*** Opening of EXCERPT TO READ ***

Frequently Asked Questions
Can You Get an Industry Specific Case at Any Consulting Firm?
Yes. McKinsey, BCG, Bain, Deloitte, LEK, Oliver Wyman, Kearney, and nearly every other consulting firm use cases drawn from real client work. Since their clients span dozens of industries, your case interview could be set in any sector. Some firms are more weighted toward certain industries. For example, Oliver Wyman focuses heavily on financial services, and LEK has a strong life sciences practice. But all generalist firms will test you across multiple industries.
Should You Prepare for Every Industry or Focus on a Few?
Focus on the top five industries: healthcare, financial services, technology, retail, and energy. Together, these cover roughly 60% to 70% of all case interviews. Once you are comfortable with these, any other industry can be handled using first principles and clarifying questions. Spending equal time on all industries is inefficient because some appear rarely.
Do You Need Industry Knowledge for Market Sizing Cases?
Some industry knowledge helps you make better assumptions. For example, if you are sizing the U.S. hospital market, knowing that there are roughly 6,000 hospitals in the United States makes your estimate much more accurate than guessing. However, interviewers are primarily evaluating your structure and logic, not your knowledge of exact figures. A well-structured approach with reasonable assumptions will score well even if your final number is off.
What If the Interviewer Tests You on Industry Knowledge Directly?
This is rare at generalist firms but common at industry-specialist firms and for experienced hire roles. If it happens, answer with what you know and be honest about what you do not. For example, you might say, "I know that the pharmaceutical industry faces increasing pricing pressure from PBMs and government negotiations. I am less familiar with the specific regulatory approval process in Europe, so I would want to research that further." Demonstrating partial knowledge with intellectual honesty is always better than guessing.
How Many Cases Should You Practice Before Your Interview?
Most successful candidates practice 30 to 50 cases before their interviews, according to survey data from recent MBB hires. I recommend practicing at least 3 to 5 cases in each of the top industries so you encounter the industry-specific nuances at least once before your real interview. The combination of volume and variety is what builds confidence.

*** Close of EXCERPT TO READ ***
*** Opening of THE DATA ***

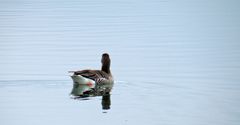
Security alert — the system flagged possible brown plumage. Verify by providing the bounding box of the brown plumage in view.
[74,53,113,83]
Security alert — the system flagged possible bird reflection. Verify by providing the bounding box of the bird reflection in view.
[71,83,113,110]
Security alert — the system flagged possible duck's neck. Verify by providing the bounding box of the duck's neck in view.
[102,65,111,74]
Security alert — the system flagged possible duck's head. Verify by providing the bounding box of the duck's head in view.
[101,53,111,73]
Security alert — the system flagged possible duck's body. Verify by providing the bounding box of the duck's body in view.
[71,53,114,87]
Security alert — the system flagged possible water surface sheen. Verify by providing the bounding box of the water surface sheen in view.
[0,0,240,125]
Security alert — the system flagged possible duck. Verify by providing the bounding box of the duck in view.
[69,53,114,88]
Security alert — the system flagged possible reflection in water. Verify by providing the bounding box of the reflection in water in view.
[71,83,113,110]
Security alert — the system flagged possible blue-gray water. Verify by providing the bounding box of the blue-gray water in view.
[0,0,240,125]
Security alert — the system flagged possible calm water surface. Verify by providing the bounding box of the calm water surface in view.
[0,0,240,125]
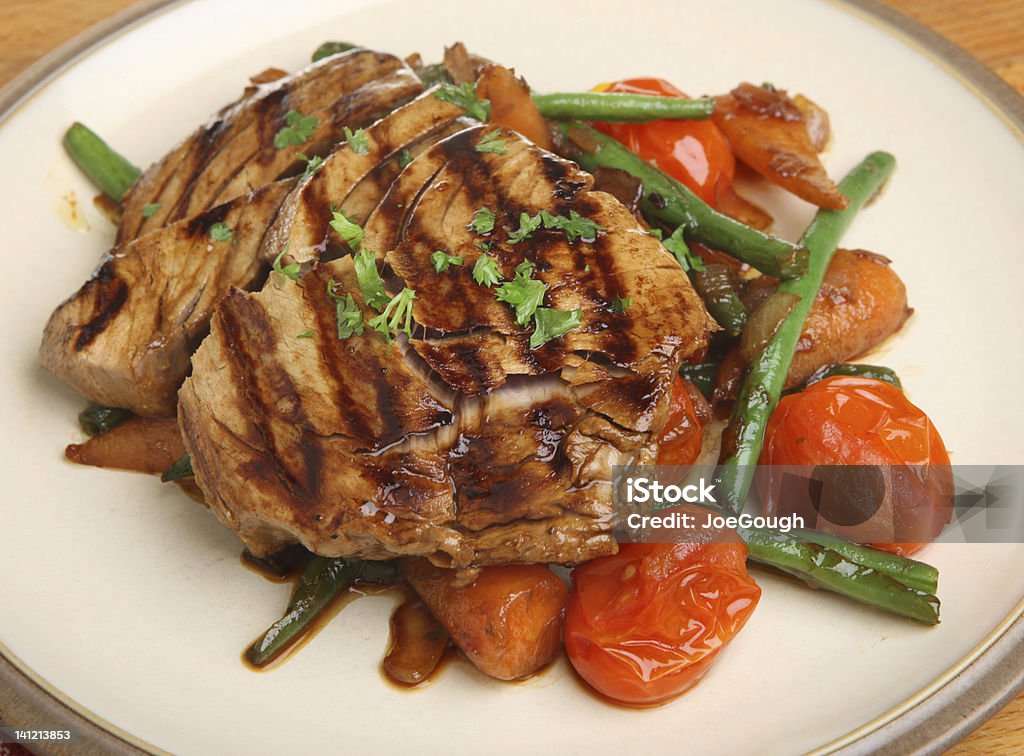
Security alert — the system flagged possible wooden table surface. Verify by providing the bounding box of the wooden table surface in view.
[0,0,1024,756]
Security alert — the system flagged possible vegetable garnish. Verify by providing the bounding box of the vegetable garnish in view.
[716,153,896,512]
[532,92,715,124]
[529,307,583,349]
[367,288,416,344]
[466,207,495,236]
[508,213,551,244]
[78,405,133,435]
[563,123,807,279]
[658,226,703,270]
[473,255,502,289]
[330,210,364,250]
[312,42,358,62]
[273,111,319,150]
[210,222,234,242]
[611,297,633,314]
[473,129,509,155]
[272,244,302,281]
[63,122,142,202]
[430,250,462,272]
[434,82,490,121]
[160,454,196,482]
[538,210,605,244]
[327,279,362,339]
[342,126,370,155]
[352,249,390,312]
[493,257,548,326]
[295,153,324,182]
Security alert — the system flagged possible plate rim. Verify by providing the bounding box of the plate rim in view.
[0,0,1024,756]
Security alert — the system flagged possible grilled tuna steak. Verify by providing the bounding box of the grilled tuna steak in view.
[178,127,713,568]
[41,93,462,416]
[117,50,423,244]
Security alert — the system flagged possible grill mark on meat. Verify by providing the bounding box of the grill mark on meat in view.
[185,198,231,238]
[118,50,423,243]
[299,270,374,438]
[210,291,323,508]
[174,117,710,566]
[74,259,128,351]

*** Close of THE DATA ***
*** Opening of THE DATA ***

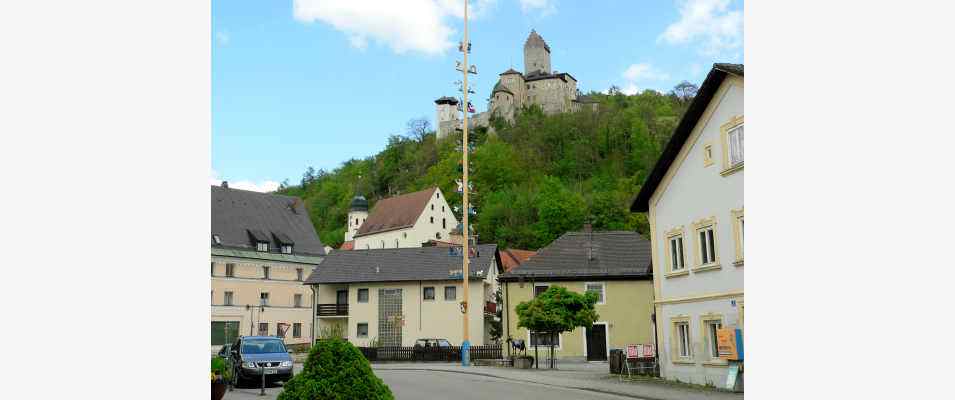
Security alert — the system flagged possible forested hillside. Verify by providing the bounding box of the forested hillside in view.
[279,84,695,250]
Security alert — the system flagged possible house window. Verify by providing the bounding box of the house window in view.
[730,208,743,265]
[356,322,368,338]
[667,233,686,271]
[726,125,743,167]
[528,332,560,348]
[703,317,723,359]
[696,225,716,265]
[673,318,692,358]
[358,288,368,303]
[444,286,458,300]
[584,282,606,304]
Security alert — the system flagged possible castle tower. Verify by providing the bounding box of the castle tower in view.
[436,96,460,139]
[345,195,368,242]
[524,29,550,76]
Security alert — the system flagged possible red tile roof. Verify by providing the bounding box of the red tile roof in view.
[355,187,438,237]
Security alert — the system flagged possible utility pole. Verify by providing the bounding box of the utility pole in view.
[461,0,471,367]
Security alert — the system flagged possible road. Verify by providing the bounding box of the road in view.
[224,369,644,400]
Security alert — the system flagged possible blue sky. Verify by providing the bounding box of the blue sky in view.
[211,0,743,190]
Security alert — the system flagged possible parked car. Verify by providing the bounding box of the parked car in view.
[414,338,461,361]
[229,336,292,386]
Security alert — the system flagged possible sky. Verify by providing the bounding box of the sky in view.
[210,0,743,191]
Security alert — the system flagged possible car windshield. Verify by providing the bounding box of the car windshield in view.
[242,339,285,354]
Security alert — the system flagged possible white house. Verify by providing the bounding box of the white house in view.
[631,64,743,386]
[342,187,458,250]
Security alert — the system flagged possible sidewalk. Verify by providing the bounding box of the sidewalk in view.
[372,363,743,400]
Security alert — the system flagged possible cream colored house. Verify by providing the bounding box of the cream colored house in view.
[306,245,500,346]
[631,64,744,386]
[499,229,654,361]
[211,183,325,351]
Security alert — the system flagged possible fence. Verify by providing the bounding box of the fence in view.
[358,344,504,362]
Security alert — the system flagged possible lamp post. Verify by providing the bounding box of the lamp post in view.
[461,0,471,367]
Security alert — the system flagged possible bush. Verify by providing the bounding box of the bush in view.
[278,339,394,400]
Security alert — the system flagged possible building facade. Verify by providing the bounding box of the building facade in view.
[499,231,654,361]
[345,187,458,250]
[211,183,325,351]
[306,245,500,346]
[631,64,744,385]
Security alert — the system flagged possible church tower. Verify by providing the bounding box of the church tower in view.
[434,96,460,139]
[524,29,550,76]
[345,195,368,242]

*** Close of THE DATA ***

▶ **WORK TO COMPLETE**
Answer these questions from the case interview FAQ:
1. Which five industries does it recommend focusing on?
2. Roughly how many hospitals does it say there are in the United States?
3. How many cases do most successful candidates practice before their interviews?

▶ **ANSWER SPACE**
1. Healthcare, financial services, technology, retail, and energy
2. Roughly 6,000
3. 30 to 50